* TEXTO FORNECIDO:

──────

Título: 'Vamos governar o País com o PT, o PMDB e fazer acordos pontuais'
Autor:
Fonte: O Estado de São Paulo, 07/09/2006, Nacional, p. A4

Manter o superávit primário "da ordem de 4,25%", governar com a base partidária que apóia a campanha da reeleição, não se furtar a "fazer quantos acordos forem necessários com a oposição sobre questões de interesse nacional", ajudar na aprovação "urgente" de uma reforma política e não mexer nas regras do jogo da eleição e reeleição presidencial. Para o rombo da Previdência Social não há solução "milagrosa" - o jeito é apostar no crescimento econômico e fazer "o que temos feito nestes quase quatro anos".

O receituário para governar o Brasil num "eventual segundo mandato" é do presidente Luiz Inácio Lula da Silva e foi descrito ao Estado em entrevista concedida por e-mail. O presidente foi o único dos candidatos ao Planalto que não compareceu à sede do jornal, no mês passado, para o ciclo de entrevistas Eleições 2006 no Estadão - o tucano Geraldo Alckmin abriu a série no dia 16 de agosto, com Cristovam Buarque (PDT) e Heloísa Helena (PSOL) na seqüência.

Apesar da ausência, o presidente se prontificou a responder às perguntas dos jornalistas Roberto Godoy, Celso Ming, José Nêumanne Pinto, José Márcio Mendonça, Dora Kramer e Josué Leonel - profissionais do Grupo Estado que entrevistariam o presidente no auditório do jornal e formulariam também perguntas de internautas.

Nas respostas, Lula deixa claro que quer o PMDB na base de sustentação, mas cai em contradição ao afirmar que o PT deve "liderar a coalizão" - o que só será aceito pelos peemedebistas se o PT vier a eleger uma bancada de maioria folgada. Na entrevista, o candidato fica o tempo todo distante das teses esquerdistas das Diretrizes do Encontro Nacional do PT, realizado em abril passado, e acena aos petistas apenas com duas frases de efeito: promover um "crescimento vigoroso", variante do "espetáculo do crescimento" prometido para o primeiro mandato, e manter o "diálogo democrático" com os movimentos sociais.

──────

* MATERIAL:
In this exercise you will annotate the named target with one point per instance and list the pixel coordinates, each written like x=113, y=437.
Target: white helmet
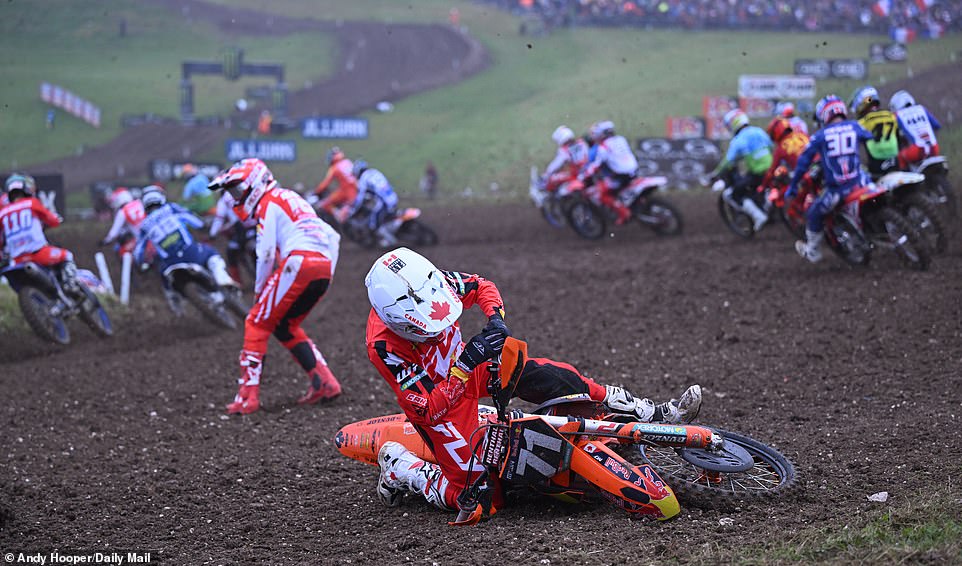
x=562, y=135
x=410, y=295
x=901, y=99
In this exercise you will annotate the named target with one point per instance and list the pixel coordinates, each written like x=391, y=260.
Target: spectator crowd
x=926, y=18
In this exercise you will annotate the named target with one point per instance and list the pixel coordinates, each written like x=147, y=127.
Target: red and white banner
x=684, y=127
x=60, y=97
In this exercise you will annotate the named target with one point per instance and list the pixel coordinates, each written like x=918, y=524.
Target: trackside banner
x=776, y=87
x=334, y=127
x=268, y=150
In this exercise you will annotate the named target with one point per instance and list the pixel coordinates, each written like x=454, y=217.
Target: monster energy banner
x=684, y=162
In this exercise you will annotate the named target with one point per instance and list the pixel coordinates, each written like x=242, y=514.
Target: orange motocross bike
x=572, y=449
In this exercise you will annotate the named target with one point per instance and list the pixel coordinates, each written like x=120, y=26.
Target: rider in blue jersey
x=167, y=226
x=838, y=144
x=376, y=196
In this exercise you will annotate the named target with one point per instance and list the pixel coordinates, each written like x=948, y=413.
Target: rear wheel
x=744, y=469
x=939, y=183
x=36, y=307
x=207, y=303
x=586, y=219
x=552, y=213
x=417, y=233
x=659, y=214
x=848, y=242
x=737, y=221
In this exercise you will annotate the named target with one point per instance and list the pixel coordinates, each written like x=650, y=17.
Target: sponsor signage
x=684, y=127
x=268, y=150
x=714, y=108
x=683, y=161
x=60, y=97
x=334, y=127
x=850, y=69
x=832, y=68
x=776, y=86
x=166, y=170
x=888, y=53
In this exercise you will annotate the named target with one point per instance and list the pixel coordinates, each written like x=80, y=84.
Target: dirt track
x=378, y=62
x=121, y=444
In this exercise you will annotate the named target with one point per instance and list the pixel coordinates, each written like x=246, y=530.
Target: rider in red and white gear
x=415, y=342
x=305, y=249
x=614, y=166
x=226, y=220
x=570, y=159
x=128, y=215
x=22, y=222
x=797, y=123
x=917, y=126
x=341, y=169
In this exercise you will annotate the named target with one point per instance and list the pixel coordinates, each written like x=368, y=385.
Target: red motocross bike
x=570, y=448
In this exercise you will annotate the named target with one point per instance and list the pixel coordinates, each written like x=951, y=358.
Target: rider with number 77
x=415, y=342
x=838, y=143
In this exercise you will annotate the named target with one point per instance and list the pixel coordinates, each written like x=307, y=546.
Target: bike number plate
x=536, y=452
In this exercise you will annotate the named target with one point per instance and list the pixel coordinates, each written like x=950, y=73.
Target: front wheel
x=207, y=303
x=737, y=221
x=744, y=469
x=659, y=214
x=552, y=213
x=95, y=316
x=923, y=216
x=894, y=231
x=36, y=307
x=938, y=183
x=416, y=233
x=586, y=219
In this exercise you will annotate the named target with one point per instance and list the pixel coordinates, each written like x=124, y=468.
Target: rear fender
x=362, y=440
x=636, y=489
x=937, y=161
x=30, y=273
x=896, y=179
x=409, y=214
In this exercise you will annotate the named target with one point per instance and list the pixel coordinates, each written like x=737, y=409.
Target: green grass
x=483, y=132
x=77, y=45
x=924, y=527
x=491, y=128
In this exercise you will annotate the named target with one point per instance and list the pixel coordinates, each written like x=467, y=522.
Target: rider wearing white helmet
x=918, y=127
x=415, y=342
x=614, y=165
x=572, y=156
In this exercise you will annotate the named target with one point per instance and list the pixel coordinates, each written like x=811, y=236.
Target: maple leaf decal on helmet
x=439, y=311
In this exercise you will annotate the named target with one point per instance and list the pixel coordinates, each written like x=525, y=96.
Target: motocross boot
x=68, y=278
x=678, y=411
x=675, y=411
x=809, y=249
x=323, y=386
x=758, y=215
x=247, y=399
x=175, y=302
x=619, y=400
x=403, y=472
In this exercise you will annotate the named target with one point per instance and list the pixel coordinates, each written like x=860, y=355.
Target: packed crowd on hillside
x=923, y=17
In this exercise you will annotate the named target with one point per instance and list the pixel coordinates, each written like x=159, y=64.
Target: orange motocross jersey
x=787, y=151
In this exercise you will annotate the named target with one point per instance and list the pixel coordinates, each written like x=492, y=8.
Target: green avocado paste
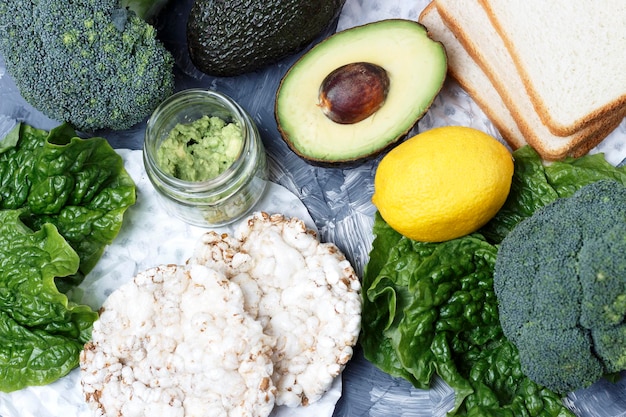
x=200, y=150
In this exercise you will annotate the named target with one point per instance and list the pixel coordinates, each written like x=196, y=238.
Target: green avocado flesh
x=415, y=64
x=233, y=37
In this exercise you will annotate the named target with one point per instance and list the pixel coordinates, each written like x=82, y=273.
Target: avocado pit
x=353, y=92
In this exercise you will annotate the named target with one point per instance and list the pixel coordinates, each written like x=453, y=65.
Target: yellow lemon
x=442, y=184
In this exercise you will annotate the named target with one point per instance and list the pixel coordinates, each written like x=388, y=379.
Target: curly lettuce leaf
x=78, y=185
x=421, y=314
x=536, y=184
x=430, y=309
x=41, y=331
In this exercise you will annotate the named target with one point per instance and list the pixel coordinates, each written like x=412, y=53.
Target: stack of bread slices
x=548, y=74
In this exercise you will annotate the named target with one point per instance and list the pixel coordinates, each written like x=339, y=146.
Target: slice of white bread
x=570, y=54
x=463, y=69
x=471, y=26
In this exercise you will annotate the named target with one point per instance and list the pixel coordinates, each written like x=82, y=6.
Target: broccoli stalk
x=560, y=280
x=91, y=63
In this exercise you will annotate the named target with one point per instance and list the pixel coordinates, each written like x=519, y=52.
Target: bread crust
x=594, y=119
x=512, y=91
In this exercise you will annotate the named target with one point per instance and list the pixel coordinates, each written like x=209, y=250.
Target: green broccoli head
x=90, y=63
x=560, y=280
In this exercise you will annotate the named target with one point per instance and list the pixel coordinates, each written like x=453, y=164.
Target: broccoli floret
x=91, y=63
x=560, y=280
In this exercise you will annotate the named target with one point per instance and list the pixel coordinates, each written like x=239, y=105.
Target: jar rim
x=192, y=95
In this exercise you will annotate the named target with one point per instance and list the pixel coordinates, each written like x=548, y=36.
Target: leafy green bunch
x=432, y=308
x=62, y=200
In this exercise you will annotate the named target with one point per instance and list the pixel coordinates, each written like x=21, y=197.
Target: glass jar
x=220, y=200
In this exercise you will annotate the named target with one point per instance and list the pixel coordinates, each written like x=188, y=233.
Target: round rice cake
x=176, y=341
x=304, y=293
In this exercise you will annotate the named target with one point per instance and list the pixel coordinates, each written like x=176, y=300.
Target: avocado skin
x=234, y=37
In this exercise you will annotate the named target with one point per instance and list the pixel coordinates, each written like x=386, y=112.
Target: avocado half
x=233, y=37
x=415, y=65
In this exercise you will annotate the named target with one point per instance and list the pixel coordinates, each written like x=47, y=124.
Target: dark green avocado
x=233, y=37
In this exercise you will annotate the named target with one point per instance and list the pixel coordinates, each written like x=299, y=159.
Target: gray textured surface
x=337, y=199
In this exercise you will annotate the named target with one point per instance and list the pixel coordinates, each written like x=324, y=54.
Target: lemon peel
x=443, y=183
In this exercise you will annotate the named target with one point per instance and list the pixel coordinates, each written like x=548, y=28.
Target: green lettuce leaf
x=430, y=309
x=62, y=201
x=79, y=185
x=41, y=332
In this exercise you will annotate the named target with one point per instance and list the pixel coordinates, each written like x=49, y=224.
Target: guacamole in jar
x=200, y=150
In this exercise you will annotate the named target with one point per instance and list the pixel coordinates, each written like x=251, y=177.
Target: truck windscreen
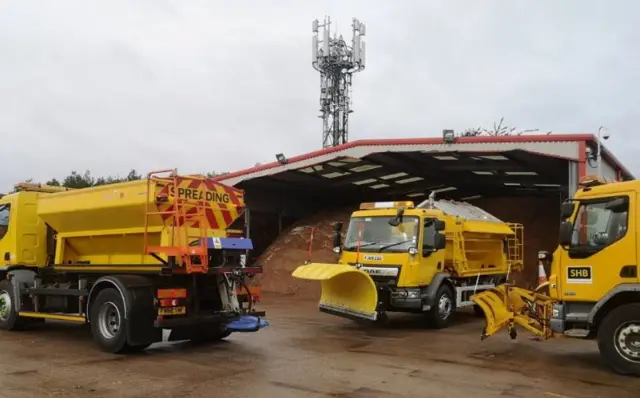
x=375, y=234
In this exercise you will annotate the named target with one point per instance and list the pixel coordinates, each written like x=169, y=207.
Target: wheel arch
x=124, y=284
x=139, y=306
x=620, y=295
x=438, y=280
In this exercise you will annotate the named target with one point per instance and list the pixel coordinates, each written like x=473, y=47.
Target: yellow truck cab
x=593, y=287
x=130, y=259
x=428, y=259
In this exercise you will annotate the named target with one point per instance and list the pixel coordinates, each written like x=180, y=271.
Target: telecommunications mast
x=337, y=62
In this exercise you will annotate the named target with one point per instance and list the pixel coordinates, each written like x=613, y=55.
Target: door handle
x=629, y=271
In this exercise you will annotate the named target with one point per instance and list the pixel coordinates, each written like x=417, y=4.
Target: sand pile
x=291, y=248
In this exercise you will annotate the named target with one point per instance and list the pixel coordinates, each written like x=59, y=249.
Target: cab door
x=602, y=252
x=5, y=233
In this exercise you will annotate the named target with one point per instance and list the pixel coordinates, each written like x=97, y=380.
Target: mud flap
x=506, y=306
x=346, y=291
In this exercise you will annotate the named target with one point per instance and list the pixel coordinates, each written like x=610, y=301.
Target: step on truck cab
x=130, y=259
x=426, y=259
x=593, y=289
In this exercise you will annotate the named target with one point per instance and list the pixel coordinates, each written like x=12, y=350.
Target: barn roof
x=412, y=167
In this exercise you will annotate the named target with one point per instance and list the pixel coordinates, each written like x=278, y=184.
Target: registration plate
x=172, y=311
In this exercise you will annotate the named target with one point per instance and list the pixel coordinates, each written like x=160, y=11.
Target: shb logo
x=373, y=257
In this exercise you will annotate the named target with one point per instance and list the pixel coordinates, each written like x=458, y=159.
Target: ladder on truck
x=183, y=216
x=515, y=247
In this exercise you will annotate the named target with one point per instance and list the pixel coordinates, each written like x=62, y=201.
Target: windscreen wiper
x=394, y=244
x=362, y=245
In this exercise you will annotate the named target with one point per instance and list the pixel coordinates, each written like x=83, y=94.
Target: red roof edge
x=433, y=141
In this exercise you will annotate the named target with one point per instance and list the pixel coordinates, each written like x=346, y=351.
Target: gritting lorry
x=593, y=290
x=130, y=259
x=427, y=259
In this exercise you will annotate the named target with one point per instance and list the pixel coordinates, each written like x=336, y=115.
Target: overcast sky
x=220, y=85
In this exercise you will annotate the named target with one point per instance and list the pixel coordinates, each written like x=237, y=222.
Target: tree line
x=78, y=180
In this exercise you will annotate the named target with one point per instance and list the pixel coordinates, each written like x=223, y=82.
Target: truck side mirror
x=566, y=210
x=433, y=239
x=440, y=241
x=394, y=222
x=619, y=205
x=566, y=233
x=337, y=237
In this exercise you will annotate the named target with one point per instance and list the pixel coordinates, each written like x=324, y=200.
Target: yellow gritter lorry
x=130, y=259
x=593, y=286
x=426, y=259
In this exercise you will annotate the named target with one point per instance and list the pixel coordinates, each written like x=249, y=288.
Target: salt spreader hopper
x=129, y=258
x=428, y=259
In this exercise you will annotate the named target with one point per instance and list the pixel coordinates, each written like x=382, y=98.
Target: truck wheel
x=619, y=339
x=444, y=306
x=108, y=325
x=9, y=319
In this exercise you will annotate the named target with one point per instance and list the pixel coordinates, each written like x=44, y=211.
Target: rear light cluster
x=170, y=302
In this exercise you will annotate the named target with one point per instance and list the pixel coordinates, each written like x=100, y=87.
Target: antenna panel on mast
x=336, y=61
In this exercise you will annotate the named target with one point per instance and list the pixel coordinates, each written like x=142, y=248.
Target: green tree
x=76, y=180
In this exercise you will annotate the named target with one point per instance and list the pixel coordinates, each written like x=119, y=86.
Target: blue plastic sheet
x=247, y=324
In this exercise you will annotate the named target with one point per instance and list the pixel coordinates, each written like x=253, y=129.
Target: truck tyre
x=9, y=319
x=619, y=339
x=444, y=306
x=108, y=324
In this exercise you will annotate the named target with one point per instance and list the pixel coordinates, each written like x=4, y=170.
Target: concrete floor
x=308, y=354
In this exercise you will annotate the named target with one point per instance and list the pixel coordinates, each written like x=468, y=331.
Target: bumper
x=406, y=303
x=169, y=323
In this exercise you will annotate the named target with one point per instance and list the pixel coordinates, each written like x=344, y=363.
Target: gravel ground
x=308, y=354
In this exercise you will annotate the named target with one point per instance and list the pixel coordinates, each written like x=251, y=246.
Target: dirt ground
x=308, y=354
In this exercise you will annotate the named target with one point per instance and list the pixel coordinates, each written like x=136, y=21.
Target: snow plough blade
x=506, y=306
x=346, y=291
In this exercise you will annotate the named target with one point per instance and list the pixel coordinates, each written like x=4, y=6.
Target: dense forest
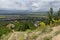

──────

* TAREFAS:
• 1. Por favor, liste os jornalistas que, segundo a reportagem sobre a entrevista de Lula, enviaram perguntas ao presidente.
• 2. Escreva a continuação da reportagem sobre a entrevista de Lula a partir do ponto em que ela termina.

* RESULTADOS ESPERADOS:
• 1. Roberto Godoy, Celso Ming, José Nêumanne Pinto, José Márcio Mendonça, Dora Kramer e Josué Leonel.

• 2.
O presidente não se compromete com a redução de impostos e reafirma que a reforma tributária a aprovar é a que está no Congresso. A seguir, as respostas enviadas ontem ao Estado, nas quais Lula, mais uma vez, não diz por quem foi traído no escândalo do mensalão. E culpa o Ministério Público por não haver ainda uma conclusão sobre a investigação do caso Waldomiro Diniz:

Se reeleito, pretende repetir a mecânica da cooptação pluripartidária para formação de maioria parlamentar?

Não poderia repetir uma coisa que não fiz e com a qual não concordo, como é o caso da cooptação. Se reeleito, vou assumir pessoalmente a construção das alianças que o governo tem de fazer para garantir uma base de sustentação no Congresso e levar adiante os projetos necessários para continuar mudando o Brasil. Vou conversar com os aliados, com o PMDB, com outros partidos políticos e com os governadores. É assim que vamos construir as condições políticas para dar ao País a tranqüilidade de que ele necessita. Além disso, o País precisa urgentemente de uma reforma política, que fortaleça os partidos e a identidade entre o voto do eleitor e um projeto nacional.

No caso da eleição do ex-ministro Antonio Palocci para a Câmara, estaria excluída a possibilidade de ele ocupar a liderança do governo, considerando que o cargo é de escolha do Planalto? Os petistas envolvidos em denúncias continuarão a fazer parte de seu convívio?

A escolha de um nome para a liderança na Câmara dos Deputados só pode ser pensada depois das eleições. Por ora, posso afirmar que esse líder precisa ter capacidade de diálogo, de aglutinar a base do governo e de construir os consensos necessários para o País.

O senhor já deu a entender que pretende fazer um governo de coalizão. Isso incluiria setores da atual oposição?

Nós vamos governar o País com as forças políticas que estão nos apoiando nas eleições, mas estaremos dispostos a fazer quantos acordos forem necessários com a oposição sobre questões de interesse nacional.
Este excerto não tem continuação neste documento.